START MATERIAL FOR THIS TASK

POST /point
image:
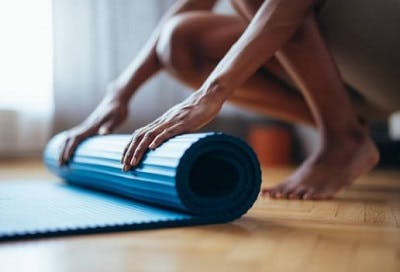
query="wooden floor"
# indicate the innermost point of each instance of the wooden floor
(357, 231)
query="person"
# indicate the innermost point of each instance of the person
(270, 57)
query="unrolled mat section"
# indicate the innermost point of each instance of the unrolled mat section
(190, 179)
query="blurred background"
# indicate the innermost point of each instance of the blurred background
(57, 56)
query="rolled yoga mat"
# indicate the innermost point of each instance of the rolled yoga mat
(191, 179)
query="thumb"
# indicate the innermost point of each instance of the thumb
(106, 128)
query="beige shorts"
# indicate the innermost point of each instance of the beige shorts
(364, 38)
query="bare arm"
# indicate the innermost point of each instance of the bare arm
(272, 26)
(113, 109)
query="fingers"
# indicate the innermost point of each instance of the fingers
(107, 128)
(165, 135)
(147, 138)
(68, 149)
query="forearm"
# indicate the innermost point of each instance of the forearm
(146, 63)
(272, 26)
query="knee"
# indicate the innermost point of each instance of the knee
(174, 46)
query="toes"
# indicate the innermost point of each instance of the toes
(298, 193)
(308, 195)
(314, 194)
(274, 192)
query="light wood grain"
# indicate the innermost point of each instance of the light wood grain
(357, 231)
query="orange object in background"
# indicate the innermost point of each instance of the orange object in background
(272, 144)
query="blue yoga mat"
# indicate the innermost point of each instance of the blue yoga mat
(191, 179)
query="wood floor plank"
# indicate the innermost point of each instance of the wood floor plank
(359, 230)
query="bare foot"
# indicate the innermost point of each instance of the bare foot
(336, 165)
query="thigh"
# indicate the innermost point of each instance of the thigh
(363, 38)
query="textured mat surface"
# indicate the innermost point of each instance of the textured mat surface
(191, 179)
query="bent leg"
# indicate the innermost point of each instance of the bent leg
(190, 46)
(345, 149)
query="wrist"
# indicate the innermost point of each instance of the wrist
(216, 89)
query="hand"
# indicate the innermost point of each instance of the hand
(187, 116)
(110, 113)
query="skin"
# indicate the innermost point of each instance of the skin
(250, 59)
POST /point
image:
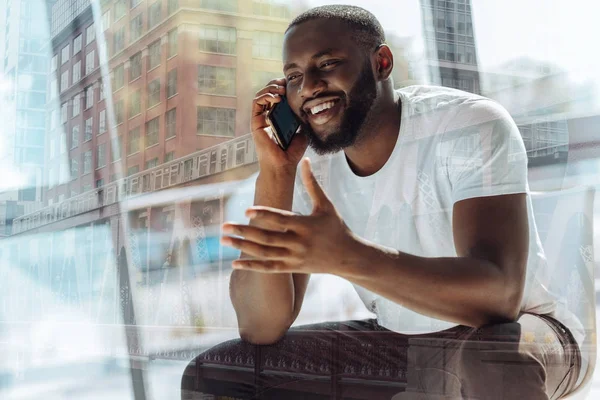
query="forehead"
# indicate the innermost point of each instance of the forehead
(311, 37)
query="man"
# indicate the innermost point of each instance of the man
(424, 207)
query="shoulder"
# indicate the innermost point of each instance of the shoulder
(463, 108)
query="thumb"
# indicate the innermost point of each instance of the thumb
(316, 193)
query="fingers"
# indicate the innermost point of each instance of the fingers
(275, 219)
(275, 87)
(262, 236)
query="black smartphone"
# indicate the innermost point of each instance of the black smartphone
(283, 122)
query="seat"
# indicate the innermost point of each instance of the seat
(564, 219)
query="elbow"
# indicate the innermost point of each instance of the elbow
(505, 310)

END MATERIAL FOR THIS TASK

» WHAT IS EXPECTED
Pictures aside, repeat every entry exactly as written.

» SOLUTION FOR THIS PROBLEM
POST /point
image:
query="wooden floor"
# indicate the innermost point of each instance of the wooden floor
(357, 231)
query="person"
# indicate the innermost point of each instance of the person
(270, 57)
query="unrolled mat section"
# indicate the innermost point of each instance of the unrolled mat section
(190, 179)
query="blurred background"
# indicate the innermost point of each instance of the blurred background
(57, 56)
query="rolled yoga mat"
# indicate the innermost point of each instance of the rolled yoga mat
(191, 179)
query="thumb"
# indicate the innermost point of each instance of the thumb
(106, 128)
query="beige shorts"
# indicate the innermost point of each instance of the beige shorts
(364, 38)
query="bare arm"
# indicate the innermost point of each instance of the bare arm
(272, 26)
(113, 109)
query="fingers"
# indicate the innermost point of each instance of the fingers
(107, 128)
(165, 135)
(147, 138)
(68, 149)
query="forearm"
# indicate the innermost point of each instance of the forearm
(146, 63)
(272, 26)
query="knee"
# indicate the innermost point of each instance of the knee
(174, 46)
query="toes"
# indicate the innermost point of each instance of the toes
(298, 193)
(308, 195)
(314, 194)
(274, 192)
query="light wood grain"
# indicate the innermost point of each instance of the light wood grain
(357, 231)
query="orange object in background"
# indicate the innermost point of each instance of the orange object in background
(272, 144)
query="blue yoga mat"
# indicate the innermost point of each instance of the blue yoga mat
(191, 179)
query="wood floor plank"
# indicate the innermost point of each instance of the wood floor plank
(359, 230)
query="bare foot"
# indicate the innermost point of each instance of the bare foot
(336, 165)
query="thigh"
# indicate the innermost point of each instance of the thigh
(363, 38)
query="textured mat surface"
# indicate the innermost point of each instance of the textured mat surface
(191, 179)
query="bent leg"
# indicate the innermost point of each instance of the bent leg
(190, 46)
(345, 149)
query="wrist"
# indicate the innermost point of each instance of the wrist
(216, 89)
query="hand"
# indicate the innermost point of each instance of the hand
(187, 116)
(110, 113)
query="skin"
# indicate the innermost point of each instance of the skin
(250, 59)
POST /point
image:
query="forehead"
# indicate the innermost point of each instance of the forehead
(311, 37)
query="man"
# indicate the innermost point of each instance of the man
(424, 207)
query="shoulder"
# indicate the innermost point of each instance of the shoulder
(463, 108)
query="thumb"
# indicate the innermost point of each instance of the thumb
(316, 193)
query="fingers"
# indicate the innermost point of each instance of the fingers
(275, 219)
(275, 87)
(262, 236)
query="black smartphone"
# indicate the innermost point of each instance of the black smartphone
(283, 122)
query="seat"
# indicate the innermost point of each instance of the seat
(564, 219)
query="elbow"
# indicate the innermost point of each instance of the elbow
(505, 310)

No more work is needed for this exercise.